- **Istruzione scritta 1**
Quali righe delle voci riportate più sotto contengono la stringa "firefighter"? Riportale tutte.

Diözese von Iglesias
GESCHICHTE
I - Periodo antico e medievale
Forse risalente alla metà del IV sec., la sua prima attestazione è del 484: il vescovo Vitale partecipò con altri quattro vescovi sardi al colloquio teologico di Cartagine voluto dal re vandalo Unnerico, ariano.In quell’occasione, aderì a una professione di fede ortodossa che i vescovi cattolici consegnarono al re.
Poco dopo la venuta dei bizantini, tra la seconda metà del V e gli inizi del VI sec., si costruì un martyrium sulla tomba di sant’Antioco di Sulci, un martire locale il cui culto doveva essere già affermato prima dell’arrivo dei bizantini (all’XI-XIII . risale invece la sua Passio influenzata dal racconto leggendario del martirio di Antioco di Sebaste; da essa deriva l’attribuzione del suo martirio al tempo dell’imperatore Adriano, da considerarsi troppo alta).
Intorno alla metà del VII . il vescovo Pietro restaurò l’edificio.
Risale al periodo post 649-ante 680 la professione di fede di Eutalio vescovo di Sulci che testimonia del coinvolgimento della Sardegna nella disputa monotelita.
È possibile che, a partire dalla seconda metà dell’VIII sec., la diocesi abbia cessato di esistere a causa delle incursioni saracene.
Fu ricostituita durante il pontificato di Alessandro II (1061-1073), che aveva mandato un suo legato a Cagliari, di cui Sulci era stata suffraganea almeno dalla fine del V . Agli inizi del XIII, la sede fu spostata da Sulci a Tratalias e il suo territorio si estendeva nei due distretti amministrativi di Cixerri e Sulcis.

- **Dati forniti**
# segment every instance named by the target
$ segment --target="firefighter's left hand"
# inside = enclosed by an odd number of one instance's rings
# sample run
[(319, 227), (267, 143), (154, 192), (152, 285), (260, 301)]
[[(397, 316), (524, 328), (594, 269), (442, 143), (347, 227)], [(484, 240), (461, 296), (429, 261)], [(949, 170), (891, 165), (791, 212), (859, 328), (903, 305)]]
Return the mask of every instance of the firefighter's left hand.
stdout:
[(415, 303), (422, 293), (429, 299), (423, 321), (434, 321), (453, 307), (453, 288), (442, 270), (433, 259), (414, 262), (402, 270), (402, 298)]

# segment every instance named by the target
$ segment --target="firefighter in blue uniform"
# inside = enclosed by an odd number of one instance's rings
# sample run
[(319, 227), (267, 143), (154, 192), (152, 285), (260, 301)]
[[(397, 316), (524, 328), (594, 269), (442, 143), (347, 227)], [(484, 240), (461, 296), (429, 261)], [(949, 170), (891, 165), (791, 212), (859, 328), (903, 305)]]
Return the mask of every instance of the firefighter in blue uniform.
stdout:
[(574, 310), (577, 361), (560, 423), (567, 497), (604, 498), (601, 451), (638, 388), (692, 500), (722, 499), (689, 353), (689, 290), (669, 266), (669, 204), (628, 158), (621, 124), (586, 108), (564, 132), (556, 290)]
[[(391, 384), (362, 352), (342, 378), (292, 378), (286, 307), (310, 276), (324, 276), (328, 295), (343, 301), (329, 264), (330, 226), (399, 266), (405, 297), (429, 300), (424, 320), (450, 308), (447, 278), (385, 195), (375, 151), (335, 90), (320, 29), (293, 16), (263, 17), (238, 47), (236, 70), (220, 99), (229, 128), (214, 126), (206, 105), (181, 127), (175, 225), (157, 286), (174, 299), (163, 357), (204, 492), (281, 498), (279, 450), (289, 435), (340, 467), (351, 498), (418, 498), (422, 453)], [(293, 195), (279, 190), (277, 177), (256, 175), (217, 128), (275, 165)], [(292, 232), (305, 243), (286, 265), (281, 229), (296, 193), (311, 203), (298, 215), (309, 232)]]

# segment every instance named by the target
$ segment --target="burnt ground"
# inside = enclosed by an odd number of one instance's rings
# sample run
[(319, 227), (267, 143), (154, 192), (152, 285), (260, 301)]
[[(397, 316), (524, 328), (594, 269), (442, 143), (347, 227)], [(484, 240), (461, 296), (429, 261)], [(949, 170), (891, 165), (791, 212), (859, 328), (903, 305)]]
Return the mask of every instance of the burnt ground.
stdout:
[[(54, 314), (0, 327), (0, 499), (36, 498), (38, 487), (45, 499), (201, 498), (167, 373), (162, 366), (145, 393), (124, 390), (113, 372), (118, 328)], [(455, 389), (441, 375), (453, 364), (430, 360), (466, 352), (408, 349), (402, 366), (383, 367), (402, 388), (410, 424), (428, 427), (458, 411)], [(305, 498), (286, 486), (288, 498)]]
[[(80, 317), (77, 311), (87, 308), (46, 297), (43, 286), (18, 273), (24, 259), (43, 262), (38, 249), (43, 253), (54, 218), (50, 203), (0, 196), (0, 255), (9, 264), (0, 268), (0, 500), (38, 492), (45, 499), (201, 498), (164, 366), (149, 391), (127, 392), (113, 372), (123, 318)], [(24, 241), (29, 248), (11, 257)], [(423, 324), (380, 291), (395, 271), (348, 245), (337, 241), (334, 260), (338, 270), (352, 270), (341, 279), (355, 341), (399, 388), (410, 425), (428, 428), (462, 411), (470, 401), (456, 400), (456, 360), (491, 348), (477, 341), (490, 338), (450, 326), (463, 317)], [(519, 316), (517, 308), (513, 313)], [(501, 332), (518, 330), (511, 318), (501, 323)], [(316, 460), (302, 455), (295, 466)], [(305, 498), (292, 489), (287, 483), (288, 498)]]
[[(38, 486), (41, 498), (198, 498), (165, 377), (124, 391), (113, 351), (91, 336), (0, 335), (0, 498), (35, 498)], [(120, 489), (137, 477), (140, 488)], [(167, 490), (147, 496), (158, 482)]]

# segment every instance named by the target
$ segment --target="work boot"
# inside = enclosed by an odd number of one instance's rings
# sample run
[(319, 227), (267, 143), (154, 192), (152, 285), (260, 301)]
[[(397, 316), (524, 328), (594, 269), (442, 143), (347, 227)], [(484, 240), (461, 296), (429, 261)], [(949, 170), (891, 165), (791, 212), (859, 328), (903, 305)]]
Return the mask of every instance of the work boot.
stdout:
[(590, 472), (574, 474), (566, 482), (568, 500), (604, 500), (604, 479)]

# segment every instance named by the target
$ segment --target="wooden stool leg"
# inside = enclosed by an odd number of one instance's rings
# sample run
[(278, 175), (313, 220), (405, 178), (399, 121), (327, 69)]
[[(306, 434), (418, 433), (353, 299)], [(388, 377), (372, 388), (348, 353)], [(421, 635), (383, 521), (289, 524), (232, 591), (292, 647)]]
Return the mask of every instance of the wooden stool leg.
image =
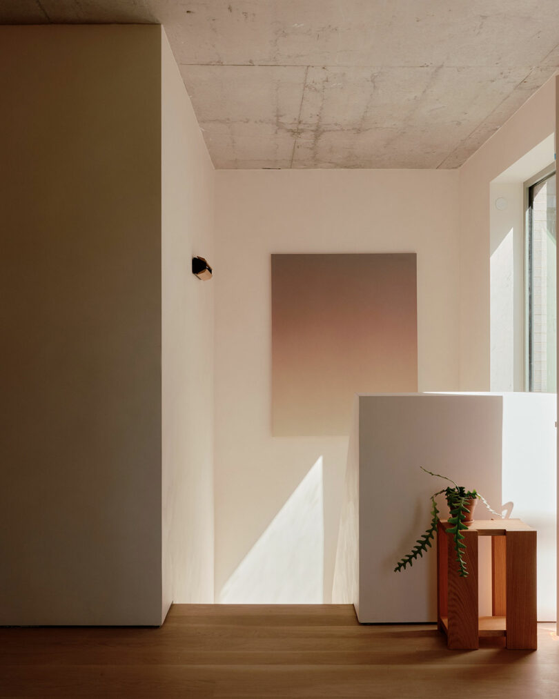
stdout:
[(493, 617), (507, 614), (507, 540), (491, 537), (491, 601)]
[(477, 601), (477, 532), (465, 531), (465, 552), (463, 554), (467, 577), (458, 575), (456, 552), (451, 535), (448, 539), (449, 648), (474, 649), (479, 647), (479, 614)]
[(507, 531), (507, 647), (537, 648), (535, 531)]
[(437, 623), (443, 630), (442, 617), (449, 616), (449, 544), (444, 527), (437, 527)]

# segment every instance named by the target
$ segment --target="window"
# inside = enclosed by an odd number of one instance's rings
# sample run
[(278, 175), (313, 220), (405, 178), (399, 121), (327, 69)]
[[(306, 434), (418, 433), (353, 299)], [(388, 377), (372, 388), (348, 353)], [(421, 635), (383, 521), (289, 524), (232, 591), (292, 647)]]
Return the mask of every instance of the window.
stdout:
[(556, 175), (528, 188), (528, 390), (557, 391)]

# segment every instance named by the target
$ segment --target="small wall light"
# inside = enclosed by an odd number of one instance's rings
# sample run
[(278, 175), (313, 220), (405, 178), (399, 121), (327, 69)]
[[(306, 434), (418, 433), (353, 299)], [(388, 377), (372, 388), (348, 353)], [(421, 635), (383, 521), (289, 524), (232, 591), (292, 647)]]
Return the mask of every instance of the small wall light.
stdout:
[(203, 257), (193, 257), (192, 274), (195, 274), (198, 279), (211, 279), (212, 268)]

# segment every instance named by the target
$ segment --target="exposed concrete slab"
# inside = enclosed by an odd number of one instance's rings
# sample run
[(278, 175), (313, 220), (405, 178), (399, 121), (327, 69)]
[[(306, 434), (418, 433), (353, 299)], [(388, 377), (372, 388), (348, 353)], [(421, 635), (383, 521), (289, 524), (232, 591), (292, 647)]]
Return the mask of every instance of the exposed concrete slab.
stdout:
[(558, 0), (3, 0), (161, 22), (218, 168), (461, 165), (559, 66)]

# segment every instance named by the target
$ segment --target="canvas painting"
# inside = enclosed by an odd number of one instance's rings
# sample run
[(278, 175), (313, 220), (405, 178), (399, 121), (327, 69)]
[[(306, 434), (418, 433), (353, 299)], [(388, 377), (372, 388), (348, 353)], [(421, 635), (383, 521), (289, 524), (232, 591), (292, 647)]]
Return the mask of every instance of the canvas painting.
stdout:
[(354, 394), (417, 391), (415, 253), (272, 255), (272, 433), (347, 435)]

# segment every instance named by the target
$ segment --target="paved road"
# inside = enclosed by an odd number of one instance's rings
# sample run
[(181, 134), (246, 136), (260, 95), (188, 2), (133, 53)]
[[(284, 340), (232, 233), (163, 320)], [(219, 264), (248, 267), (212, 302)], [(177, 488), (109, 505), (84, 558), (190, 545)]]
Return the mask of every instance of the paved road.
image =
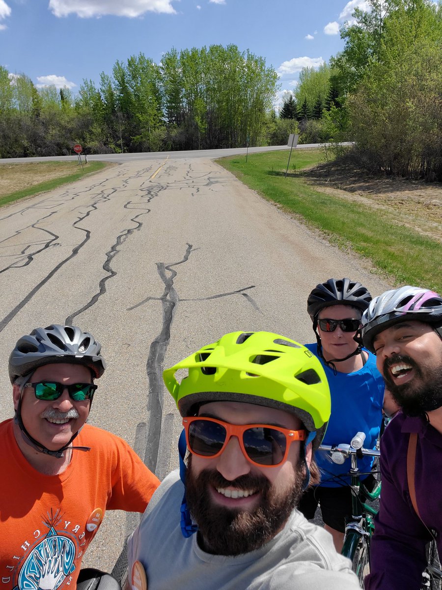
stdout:
[[(331, 276), (388, 286), (207, 158), (133, 159), (4, 208), (0, 246), (0, 419), (17, 337), (79, 324), (108, 362), (91, 422), (160, 478), (180, 431), (163, 367), (233, 330), (311, 341), (307, 295)], [(111, 569), (136, 518), (108, 513), (86, 564)]]
[[(349, 145), (349, 143), (344, 143), (342, 145)], [(296, 149), (304, 149), (306, 148), (319, 148), (322, 145), (321, 143), (304, 143), (296, 146)], [(275, 150), (289, 149), (287, 146), (271, 146), (265, 148), (249, 148), (249, 153), (258, 153), (259, 152), (274, 152)], [(141, 160), (143, 162), (146, 160), (158, 160), (164, 159), (169, 158), (173, 160), (194, 159), (195, 158), (210, 158), (215, 159), (217, 158), (223, 158), (225, 156), (237, 156), (245, 155), (246, 152), (245, 148), (233, 148), (226, 149), (206, 149), (206, 150), (194, 150), (193, 151), (180, 151), (180, 152), (141, 152), (140, 153), (108, 153), (108, 154), (96, 154), (93, 156), (88, 156), (90, 161), (103, 161), (114, 162), (128, 162), (133, 160)], [(81, 155), (82, 160), (84, 161), (84, 155)], [(74, 161), (78, 159), (78, 156), (48, 156), (44, 158), (0, 158), (0, 164), (8, 164), (11, 162), (45, 162), (51, 160), (57, 161)]]

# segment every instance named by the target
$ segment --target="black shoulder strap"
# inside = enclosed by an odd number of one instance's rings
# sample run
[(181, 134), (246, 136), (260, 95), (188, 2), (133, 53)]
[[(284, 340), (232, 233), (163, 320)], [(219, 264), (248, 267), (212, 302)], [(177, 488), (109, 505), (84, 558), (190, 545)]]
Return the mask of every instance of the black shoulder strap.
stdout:
[[(407, 480), (408, 483), (408, 492), (414, 512), (422, 520), (417, 507), (416, 490), (414, 486), (414, 468), (416, 465), (416, 448), (417, 447), (417, 432), (410, 432), (408, 440), (408, 450), (407, 453)], [(424, 522), (423, 520), (422, 520)], [(424, 523), (425, 524), (425, 523)]]

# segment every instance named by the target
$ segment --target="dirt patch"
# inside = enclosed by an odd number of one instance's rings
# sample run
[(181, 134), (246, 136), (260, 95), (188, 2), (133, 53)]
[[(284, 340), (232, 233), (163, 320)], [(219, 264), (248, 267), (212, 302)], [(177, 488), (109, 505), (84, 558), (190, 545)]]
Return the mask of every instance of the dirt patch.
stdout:
[[(346, 162), (321, 164), (304, 178), (322, 192), (394, 212), (396, 222), (442, 242), (442, 183), (373, 176)], [(380, 213), (378, 213), (380, 214)]]
[(76, 162), (0, 164), (0, 196), (77, 172)]

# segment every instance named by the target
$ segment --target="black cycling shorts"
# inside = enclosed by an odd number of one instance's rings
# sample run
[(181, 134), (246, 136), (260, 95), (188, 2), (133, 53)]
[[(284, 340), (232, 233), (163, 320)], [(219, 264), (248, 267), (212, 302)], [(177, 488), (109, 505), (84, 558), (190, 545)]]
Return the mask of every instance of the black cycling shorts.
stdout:
[[(364, 492), (365, 486), (370, 491), (376, 485), (376, 478), (370, 474), (361, 485), (361, 501), (364, 502), (367, 495)], [(346, 519), (351, 517), (351, 488), (349, 486), (338, 487), (325, 487), (315, 486), (309, 488), (302, 494), (298, 510), (306, 519), (311, 520), (315, 517), (318, 504), (319, 504), (322, 520), (331, 529), (344, 533), (345, 530)]]

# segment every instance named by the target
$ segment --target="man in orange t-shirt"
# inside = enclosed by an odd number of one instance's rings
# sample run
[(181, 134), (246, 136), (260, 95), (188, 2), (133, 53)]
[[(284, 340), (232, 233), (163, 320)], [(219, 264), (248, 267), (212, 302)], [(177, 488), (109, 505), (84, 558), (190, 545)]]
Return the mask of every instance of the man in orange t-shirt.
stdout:
[(107, 509), (143, 512), (159, 484), (122, 439), (85, 422), (105, 367), (71, 326), (37, 328), (9, 356), (15, 415), (0, 424), (0, 590), (75, 588)]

- **Istruzione scritta 2**
Continua il brano sulla storia della diocesi di Iglesias, riprendendo subito dopo la sua ultima frase.

- **Risposta 1**
$ segment --target="firefighter's left hand"
Return the mask of every instance of the firefighter's left hand.
$ segment --target="firefighter in blue uniform"
Return the mask of every instance of the firefighter in blue uniform.

- **Risposta 2**
In occasione del suo ripristino, il giudice di Cagliari Orzocco Torchitorio aveva donato alla sede sei chiese che nel 1066 erano state promesse a Montecassino in cambio dell’invio, non avvenuto, di alcuni monaci per fondare un monastero.
Assieme ad altre, invece, la chiesa di Sant’Antioco di Sulci fu donata nel 1089 dal giudice Costantino Salusio al monastero di San Vittore di Marsiglia che, alle dipendenze della chiesa di San Saturno di Cagliari, possedeva trentotto chiese nel territorio del giudicato, nel quale ricadeva la diocesi di Sulci.
L’espansione vittorina e il tentativo dei cassinesi di entrare in possesso, con cinquant’anni di ritardo, delle chiese promesse loro nel 1066 crearono scontri tra questi due ordini monastici e i vescovi di Sulci.
Nonostante l’appoggio di Eugenio III ai cassinesi, nel 1218, Onorio III pose fine a tutte le liti concedendo alla sede un privilegium protectionis con il quale riconosceva ai vescovi la proprietà delle sei chiese assegnate loro in occasione del ripristino della sede e di altre otto, tra le quali la stessa Sant’Antioco di Sulci (che veniva sottratta ai vittorini), nonché varie altre proprietà terriere cospicue, che erano state donate dai giudici di Cagliari.
Nel 1235 è attestato il tentativo di un tale Arçottus che cercava anche con mezzi simoniaci di diventare vescovo di Sulci.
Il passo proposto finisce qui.